Türkiyeli Politikacılar Erdoğan’ın Almanya’daki Infaz Timlerini Anlattı..

Yurtdışındaki muhaliflere, gazetecilere, Ermeni ve Alevilere suikast hazırlığı yapıldığını HDP Milletvekili Garo Paylan’ın dile getirmesinin ardından Alman güvenlik güçlerinin söz konusu iddiaları doğrulaması dikkatleri Almanya’da Türkiye’nin finanse ettiği yasa dışı gruplara yönlendirdi.
BirGün yazarı Erk Acarer Almanya’daki Türkiyeli politikacılarla AKP’nin paramiliter ve yasadışı yapılarını konuştu. Almanya’daki Türkiyeli politikacılar Erdoğan’ın Avrupa’daki silahlı adamlarını anlattı.

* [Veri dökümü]
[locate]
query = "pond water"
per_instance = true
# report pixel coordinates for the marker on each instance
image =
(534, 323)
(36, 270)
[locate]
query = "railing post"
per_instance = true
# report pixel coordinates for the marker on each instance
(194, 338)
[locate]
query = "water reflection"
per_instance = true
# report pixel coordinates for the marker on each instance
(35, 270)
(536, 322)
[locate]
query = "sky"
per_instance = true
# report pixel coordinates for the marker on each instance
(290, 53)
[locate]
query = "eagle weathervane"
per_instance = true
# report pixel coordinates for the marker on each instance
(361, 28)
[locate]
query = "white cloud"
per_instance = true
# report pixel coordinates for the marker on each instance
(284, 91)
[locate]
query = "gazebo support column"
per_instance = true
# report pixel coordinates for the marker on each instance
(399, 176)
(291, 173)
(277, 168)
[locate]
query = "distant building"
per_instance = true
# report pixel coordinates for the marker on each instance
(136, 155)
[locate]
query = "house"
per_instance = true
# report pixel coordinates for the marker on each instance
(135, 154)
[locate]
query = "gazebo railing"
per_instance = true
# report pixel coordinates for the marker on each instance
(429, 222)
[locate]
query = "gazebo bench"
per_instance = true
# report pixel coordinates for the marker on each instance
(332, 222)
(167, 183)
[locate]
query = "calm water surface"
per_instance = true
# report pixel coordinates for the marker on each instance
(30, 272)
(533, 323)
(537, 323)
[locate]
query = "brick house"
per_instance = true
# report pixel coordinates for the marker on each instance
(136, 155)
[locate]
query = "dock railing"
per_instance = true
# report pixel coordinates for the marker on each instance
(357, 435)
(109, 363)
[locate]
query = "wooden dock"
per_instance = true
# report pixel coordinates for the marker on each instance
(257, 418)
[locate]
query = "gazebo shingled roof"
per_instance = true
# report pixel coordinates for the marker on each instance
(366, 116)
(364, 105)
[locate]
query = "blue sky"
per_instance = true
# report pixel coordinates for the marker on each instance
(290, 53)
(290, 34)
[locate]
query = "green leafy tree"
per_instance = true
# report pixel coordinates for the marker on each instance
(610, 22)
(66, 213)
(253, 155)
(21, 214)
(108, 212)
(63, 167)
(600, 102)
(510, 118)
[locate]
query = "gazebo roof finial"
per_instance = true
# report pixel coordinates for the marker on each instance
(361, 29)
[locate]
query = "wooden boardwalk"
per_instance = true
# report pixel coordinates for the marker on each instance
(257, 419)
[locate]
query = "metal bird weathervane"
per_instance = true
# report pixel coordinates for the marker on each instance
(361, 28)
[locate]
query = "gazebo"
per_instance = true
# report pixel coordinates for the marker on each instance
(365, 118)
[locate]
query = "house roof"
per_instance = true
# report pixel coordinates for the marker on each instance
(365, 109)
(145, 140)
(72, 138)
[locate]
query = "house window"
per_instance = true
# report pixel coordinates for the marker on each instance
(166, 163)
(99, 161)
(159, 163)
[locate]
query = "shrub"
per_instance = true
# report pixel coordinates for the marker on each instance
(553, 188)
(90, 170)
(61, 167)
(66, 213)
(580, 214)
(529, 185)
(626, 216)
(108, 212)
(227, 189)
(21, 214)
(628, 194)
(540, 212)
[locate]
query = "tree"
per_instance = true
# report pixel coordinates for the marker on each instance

* [Görev listesi]
[1] Alıntıya göre Almanya'daki Türkiyeli politikacılarla AKP'nin paramiliter ve yasadışı yapılarını kim konuştu?
[2] Kayıtlarda "wooden" sözcüğünün geçtiği bütün satırları listeleyin.
Metin ile kayıtlar arasında herhangi bir bağlantı yoktur.

* [Verilen yanıtlar]
[1] BirGün yazarı Erk Acarer.

[2]
query = "wooden dock"
query = "wooden boardwalk"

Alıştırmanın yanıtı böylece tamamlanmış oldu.